■ **GIVEN PROBLEM**
List every person the passage on Porson below refers to by name.

PORSON IN HIS LATER YEARS.

387

and without a profession, for I never could bring myself to subscribe Articles of Faith. I used often to lie awake through the whole night, and wish for a large pearl.'

"He then gave me a history of his life in London, when he took chambers in the Temple, and read at times immoderately hard. He very much interested me by a curious interview which he had with a girl of the town, who came into his chambers by mistake, and who showed so much cleverness and ability in a long conversation with him, that he declared she might with proper cultivation have become another Aspasia. He also recited to me, word for word, the speech with which he accosted Dr. Postlethwaite when he called at his chambers, and which he had long prepared against such an occurrence. At the end of this oration the Doctor said not a word, but burst into tears and left the room. Porson also burst into tears when he finished the recital of it to me.

"In this manner five hours passed away; at the end of which the Professor, who had finished the second bottle of my friend's sherry, began to clip the king's English, to cry like a child at the close of his periods, and in other respects to show marks of extreme debility. At length he rose from his chair, staggered to the door, and made his way down stairs without taking the slightest notice of his companion. I retired to my college; and next morning was informed by my friend that he had been out upon a search, the previous evening, for the Greek Professor, whom he discovered near the outskirts of the town, leaning upon the arm of a dirty bargeman, and amusing him by the most humorous and laughable anecdotes. I never even saw Porson after this day, but I shall never cease to regret that I did not commit his history to writing whilst it was fresh in my memory. "I am, my dear Sir, with great regard, "Yours sincerely,

"Cambridge, Oct. 1826."

"T. S. HUGHES.

Great as were Porson's deviations from the even tenour of sobriety, great as were his disagreements with

the social habits of the generality of mankind, great also must have been his merit, which, with such aberrations and eccentricities, secured him, not only the praise, but the regard, of all men of learning and intellect that had intercourse with him. Whoever knew Richard Porson, felt that he knew a man of high and noble mind, who, with all his irregularities, and all his inclination to sarcasm and jest, had a sincere love of truth and honesty, and who, with an utter contempt for pretence and presumption, was ever ready to do justice to genuine worth.

His life is an example, and an admonition, how much a man may injure himself by indulgence in one unhappy propensity, and how much an elevated mind may suffer by long association with those of an inferior order. A Porson cannot day after day descend to the level of a Hewardine, without finding it difficult at length to recover his original position above it.

■ **DATA ROWS**
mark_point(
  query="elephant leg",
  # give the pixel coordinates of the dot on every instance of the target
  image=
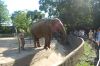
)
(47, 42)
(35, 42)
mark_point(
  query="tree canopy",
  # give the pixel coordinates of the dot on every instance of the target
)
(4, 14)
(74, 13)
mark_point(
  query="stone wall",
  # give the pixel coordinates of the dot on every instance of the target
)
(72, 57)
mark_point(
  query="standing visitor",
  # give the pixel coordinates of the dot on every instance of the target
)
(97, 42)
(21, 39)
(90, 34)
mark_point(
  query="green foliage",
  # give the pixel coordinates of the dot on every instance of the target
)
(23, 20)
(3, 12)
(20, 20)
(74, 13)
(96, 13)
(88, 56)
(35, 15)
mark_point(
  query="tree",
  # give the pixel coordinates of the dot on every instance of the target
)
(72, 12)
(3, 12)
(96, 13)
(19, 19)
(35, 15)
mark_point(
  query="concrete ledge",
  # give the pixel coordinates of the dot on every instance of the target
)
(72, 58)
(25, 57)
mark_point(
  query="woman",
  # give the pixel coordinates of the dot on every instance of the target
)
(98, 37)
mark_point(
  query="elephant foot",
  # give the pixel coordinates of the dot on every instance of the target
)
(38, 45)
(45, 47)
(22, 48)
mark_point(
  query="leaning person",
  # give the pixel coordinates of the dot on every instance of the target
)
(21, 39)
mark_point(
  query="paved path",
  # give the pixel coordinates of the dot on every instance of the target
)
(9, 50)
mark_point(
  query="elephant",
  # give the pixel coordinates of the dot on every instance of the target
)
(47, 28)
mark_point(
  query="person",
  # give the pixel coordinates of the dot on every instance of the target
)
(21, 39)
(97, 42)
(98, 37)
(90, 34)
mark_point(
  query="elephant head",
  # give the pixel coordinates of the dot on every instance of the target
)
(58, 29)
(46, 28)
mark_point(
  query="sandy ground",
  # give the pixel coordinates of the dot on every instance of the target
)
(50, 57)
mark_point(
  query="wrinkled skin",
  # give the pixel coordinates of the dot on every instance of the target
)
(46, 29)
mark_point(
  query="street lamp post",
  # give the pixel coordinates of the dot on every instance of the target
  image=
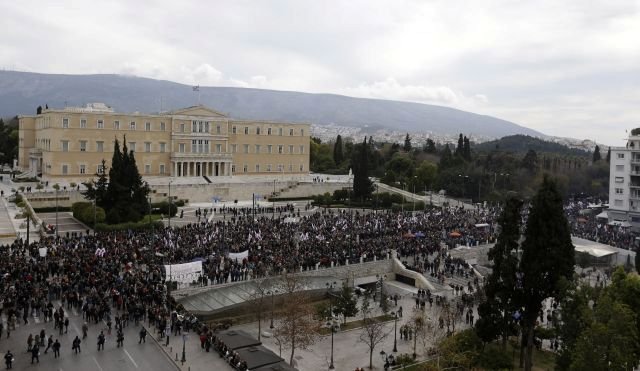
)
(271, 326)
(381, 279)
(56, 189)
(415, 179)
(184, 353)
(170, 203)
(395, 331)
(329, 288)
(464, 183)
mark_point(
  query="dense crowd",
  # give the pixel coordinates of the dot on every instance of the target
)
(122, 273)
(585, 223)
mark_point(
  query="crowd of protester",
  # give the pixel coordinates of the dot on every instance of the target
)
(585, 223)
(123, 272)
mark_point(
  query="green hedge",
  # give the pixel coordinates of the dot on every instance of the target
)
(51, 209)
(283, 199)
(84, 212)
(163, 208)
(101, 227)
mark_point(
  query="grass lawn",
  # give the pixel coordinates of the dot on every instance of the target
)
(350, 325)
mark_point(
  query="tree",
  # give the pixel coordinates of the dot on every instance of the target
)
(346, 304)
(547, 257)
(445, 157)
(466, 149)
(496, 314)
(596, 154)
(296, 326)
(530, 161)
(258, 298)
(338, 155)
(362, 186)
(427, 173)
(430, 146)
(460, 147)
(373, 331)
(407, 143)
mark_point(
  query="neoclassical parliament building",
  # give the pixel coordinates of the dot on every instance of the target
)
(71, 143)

---

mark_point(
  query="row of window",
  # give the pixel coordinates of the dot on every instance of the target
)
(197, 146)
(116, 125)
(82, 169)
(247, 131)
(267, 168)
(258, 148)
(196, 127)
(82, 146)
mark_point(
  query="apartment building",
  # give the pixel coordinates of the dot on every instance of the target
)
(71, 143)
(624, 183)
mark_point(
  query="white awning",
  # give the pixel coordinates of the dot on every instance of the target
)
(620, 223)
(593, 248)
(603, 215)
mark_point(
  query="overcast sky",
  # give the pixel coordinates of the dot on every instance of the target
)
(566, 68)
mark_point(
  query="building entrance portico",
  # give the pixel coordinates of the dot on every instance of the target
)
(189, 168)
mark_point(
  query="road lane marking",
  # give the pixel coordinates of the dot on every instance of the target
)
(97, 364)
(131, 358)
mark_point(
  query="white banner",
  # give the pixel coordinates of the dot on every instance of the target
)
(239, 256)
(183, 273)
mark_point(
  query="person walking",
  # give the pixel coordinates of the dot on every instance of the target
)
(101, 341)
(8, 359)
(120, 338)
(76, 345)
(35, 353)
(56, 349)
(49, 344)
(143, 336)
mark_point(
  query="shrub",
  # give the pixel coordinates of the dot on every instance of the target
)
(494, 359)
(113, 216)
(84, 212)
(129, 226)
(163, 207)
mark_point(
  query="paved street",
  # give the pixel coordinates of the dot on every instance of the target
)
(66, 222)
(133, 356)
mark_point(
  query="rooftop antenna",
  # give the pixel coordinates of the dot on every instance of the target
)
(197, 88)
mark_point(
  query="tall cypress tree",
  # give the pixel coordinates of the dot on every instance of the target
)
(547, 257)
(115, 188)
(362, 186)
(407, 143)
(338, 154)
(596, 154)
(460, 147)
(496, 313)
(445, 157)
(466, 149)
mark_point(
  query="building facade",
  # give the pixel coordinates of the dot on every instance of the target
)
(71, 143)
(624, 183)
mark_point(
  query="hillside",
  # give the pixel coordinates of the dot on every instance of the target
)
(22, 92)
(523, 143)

■ **WRITTEN SOLUTION**
Richard Porson, Aspasia, Dr. Postlethwaite, T. S. Hughes, Hewardine